§ Document section:
───

PL/SQL procedure successfully completed

As the Oracle documentation says, the parameters are a "string of name=value pairs". What the online documentation leaves out are examples regarding usage.

So what can we learn from the working examples above?

  • If the value is a string, the right side formatted is as "'value'". Note it is wrapped with a leading/trailing '. Depending upon how you setup your parameter, this may mean the use of two single quotes to insert one single quote in the resolved string.
  • If the value is a number, the right side formatted is as "value". No leading/trailing ' is needed. You can treat the number as a string but then the above rule applies.
  • Spaces are allowed within a value.
  • Everything can be treated as a string or number that is being passed into the .xsl
  • A space, one or more, is used to separate pairs.

───

§ Entries:
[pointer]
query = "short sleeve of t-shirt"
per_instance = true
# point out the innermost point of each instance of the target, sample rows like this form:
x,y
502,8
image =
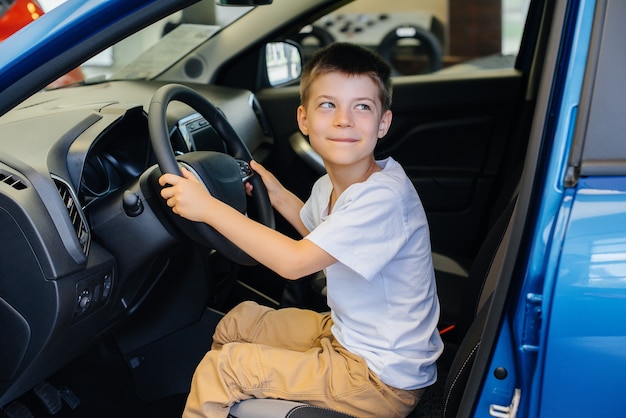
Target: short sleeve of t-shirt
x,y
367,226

───

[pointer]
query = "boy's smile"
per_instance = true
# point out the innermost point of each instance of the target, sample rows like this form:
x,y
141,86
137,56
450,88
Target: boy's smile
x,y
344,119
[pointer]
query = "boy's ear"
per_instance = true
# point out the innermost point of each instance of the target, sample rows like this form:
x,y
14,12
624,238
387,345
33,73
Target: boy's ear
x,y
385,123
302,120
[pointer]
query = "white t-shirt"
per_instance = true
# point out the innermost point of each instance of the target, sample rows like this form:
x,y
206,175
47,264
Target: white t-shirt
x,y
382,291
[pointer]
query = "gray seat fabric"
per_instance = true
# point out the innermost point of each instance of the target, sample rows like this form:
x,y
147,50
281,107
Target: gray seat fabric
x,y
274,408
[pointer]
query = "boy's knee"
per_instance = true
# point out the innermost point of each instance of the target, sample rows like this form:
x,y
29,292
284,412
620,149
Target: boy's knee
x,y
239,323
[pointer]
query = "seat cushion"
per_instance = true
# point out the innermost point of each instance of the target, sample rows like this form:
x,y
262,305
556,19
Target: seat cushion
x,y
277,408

───

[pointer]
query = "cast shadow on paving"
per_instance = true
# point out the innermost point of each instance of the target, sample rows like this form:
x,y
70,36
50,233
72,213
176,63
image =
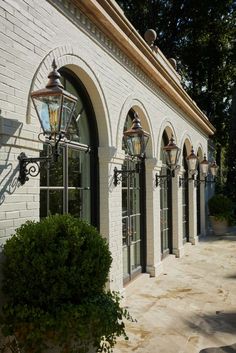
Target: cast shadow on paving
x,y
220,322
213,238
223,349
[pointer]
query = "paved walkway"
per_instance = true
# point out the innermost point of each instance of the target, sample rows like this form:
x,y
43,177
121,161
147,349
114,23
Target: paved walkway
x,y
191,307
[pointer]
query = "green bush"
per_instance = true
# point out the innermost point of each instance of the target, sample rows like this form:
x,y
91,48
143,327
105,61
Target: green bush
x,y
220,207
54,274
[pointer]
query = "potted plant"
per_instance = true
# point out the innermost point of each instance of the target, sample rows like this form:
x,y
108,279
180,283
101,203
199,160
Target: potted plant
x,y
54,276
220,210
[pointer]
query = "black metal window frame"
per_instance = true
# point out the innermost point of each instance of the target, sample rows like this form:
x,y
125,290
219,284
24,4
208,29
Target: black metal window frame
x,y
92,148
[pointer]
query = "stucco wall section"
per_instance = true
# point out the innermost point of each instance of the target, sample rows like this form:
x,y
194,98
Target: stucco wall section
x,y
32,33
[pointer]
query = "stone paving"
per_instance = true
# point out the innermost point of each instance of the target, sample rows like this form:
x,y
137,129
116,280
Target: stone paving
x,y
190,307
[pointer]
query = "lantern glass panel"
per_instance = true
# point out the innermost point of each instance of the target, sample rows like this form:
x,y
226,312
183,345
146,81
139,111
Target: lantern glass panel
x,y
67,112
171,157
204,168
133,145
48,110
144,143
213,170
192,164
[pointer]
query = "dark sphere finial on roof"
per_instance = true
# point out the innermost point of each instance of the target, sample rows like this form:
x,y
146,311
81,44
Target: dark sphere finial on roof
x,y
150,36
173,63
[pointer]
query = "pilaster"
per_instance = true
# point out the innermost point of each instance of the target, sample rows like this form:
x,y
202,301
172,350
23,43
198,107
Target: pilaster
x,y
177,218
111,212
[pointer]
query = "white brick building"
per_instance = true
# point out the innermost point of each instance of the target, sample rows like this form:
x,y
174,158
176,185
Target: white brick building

───

§ Brief 1:
Answer these from the text on Oracle XSL parameters, one line each:
(a) How does the Oracle documentation describe the parameters?
(b) Does a numeric value need a leading or trailing ' ?
(c) What separates one name=value pair from the next?
§ Brief 2: Shorten the paragraph beginning "As the Oracle documentation says" from the text on Oracle XSL parameters into a single sentence.

§ Task answer 1:
(a) As a "string of name=value pairs."
(b) No. A numeric value needs no leading or trailing ' unless it is treated as a string.
(c) One or more spaces.

§ Task answer 2: The Oracle documentation describes the parameters as a "string of name=value pairs" but gives no usage examples.